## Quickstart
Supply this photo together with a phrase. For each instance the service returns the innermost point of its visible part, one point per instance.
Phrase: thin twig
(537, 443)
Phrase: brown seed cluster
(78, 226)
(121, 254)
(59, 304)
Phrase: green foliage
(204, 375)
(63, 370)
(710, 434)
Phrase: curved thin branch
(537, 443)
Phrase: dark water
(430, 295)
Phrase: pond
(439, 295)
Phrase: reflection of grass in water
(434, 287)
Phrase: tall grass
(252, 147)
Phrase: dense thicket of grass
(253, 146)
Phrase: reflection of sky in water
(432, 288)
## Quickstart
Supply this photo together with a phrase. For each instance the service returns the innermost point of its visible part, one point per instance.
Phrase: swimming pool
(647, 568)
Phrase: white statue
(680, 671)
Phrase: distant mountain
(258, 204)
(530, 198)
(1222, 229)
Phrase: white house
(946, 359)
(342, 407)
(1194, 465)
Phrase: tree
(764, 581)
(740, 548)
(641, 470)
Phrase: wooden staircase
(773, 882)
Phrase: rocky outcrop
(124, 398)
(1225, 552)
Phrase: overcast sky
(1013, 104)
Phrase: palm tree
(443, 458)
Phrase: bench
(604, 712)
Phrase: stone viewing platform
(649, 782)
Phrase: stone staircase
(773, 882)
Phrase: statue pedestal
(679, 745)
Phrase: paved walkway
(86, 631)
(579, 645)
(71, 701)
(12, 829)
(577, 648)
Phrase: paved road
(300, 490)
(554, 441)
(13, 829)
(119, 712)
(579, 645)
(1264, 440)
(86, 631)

═══

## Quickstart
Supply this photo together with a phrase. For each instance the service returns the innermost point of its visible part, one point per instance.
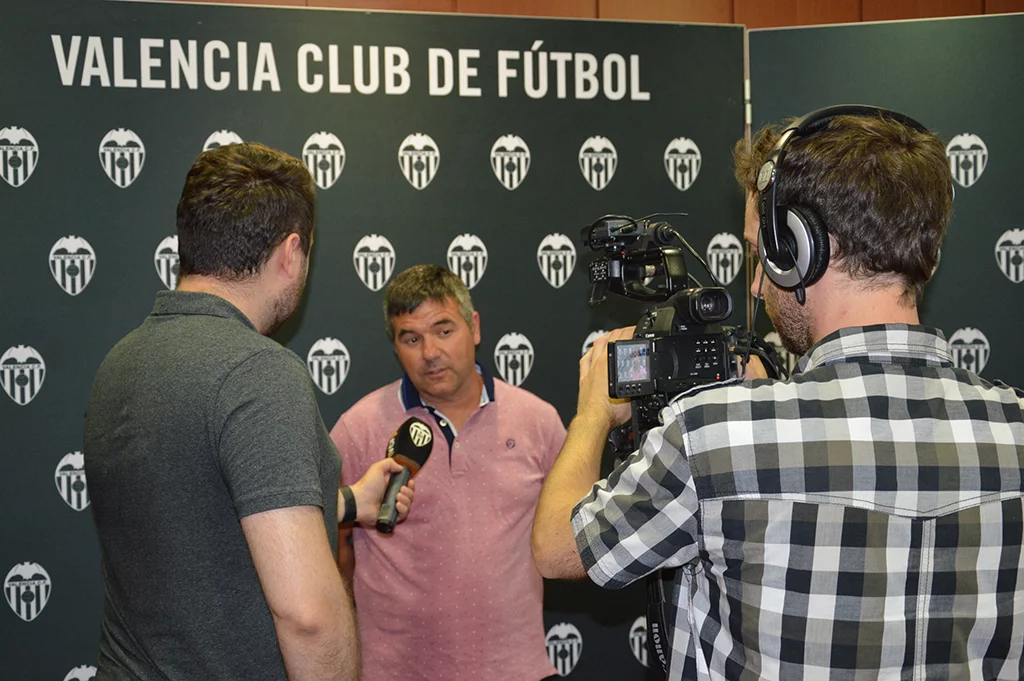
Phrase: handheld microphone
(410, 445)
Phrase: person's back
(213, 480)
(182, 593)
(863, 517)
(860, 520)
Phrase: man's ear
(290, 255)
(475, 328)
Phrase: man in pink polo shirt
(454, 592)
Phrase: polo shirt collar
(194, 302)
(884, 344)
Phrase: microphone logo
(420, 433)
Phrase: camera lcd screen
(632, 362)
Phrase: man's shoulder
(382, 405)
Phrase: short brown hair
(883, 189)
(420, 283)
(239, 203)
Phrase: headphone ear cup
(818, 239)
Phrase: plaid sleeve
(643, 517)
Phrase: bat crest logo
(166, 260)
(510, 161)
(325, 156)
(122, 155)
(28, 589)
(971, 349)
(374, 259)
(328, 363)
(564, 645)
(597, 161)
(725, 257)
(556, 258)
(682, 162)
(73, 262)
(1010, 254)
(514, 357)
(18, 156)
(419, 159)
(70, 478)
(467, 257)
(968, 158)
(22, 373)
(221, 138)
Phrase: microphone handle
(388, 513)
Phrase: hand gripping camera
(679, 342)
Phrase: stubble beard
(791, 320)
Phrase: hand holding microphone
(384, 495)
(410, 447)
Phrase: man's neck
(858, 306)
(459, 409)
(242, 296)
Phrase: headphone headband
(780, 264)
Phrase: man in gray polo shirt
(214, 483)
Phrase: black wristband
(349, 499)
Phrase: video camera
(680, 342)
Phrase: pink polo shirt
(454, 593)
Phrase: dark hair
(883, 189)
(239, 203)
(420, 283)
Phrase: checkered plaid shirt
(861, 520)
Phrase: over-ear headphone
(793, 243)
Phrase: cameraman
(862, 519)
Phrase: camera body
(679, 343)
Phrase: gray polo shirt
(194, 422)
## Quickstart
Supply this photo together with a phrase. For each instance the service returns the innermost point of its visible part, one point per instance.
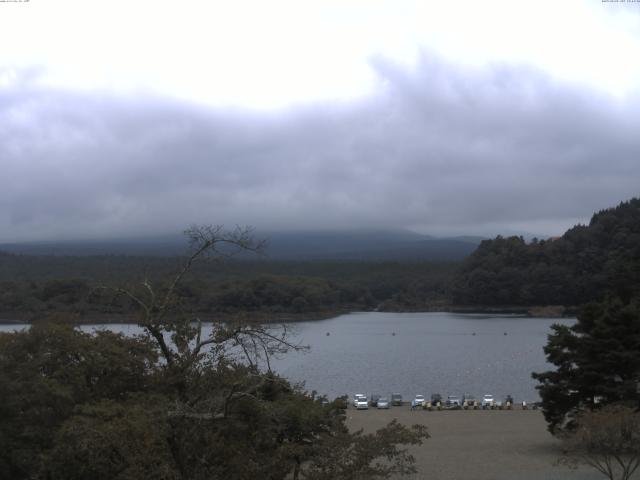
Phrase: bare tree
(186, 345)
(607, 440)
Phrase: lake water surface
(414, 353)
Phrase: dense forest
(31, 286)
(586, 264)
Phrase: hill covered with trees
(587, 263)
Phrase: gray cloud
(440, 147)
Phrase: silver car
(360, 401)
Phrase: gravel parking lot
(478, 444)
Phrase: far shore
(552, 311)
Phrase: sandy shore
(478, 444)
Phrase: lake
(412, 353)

═══

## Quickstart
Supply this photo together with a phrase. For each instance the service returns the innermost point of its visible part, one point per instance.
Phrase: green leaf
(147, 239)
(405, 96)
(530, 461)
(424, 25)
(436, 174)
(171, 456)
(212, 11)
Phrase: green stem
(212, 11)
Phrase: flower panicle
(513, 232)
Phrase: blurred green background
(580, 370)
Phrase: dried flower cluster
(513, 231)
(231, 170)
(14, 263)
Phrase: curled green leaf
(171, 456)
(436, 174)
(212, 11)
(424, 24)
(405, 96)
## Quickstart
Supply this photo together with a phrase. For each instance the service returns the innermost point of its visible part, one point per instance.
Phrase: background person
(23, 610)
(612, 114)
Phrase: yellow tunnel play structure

═══

• [Given request]: Which lines in the listing above contain the string "grass"? Gather every such line, matching case exactly.

• [Answer to the exercise]:
Phrase: reflection of grass in water
Phrase: tall grass
Phrase: dense thicket of grass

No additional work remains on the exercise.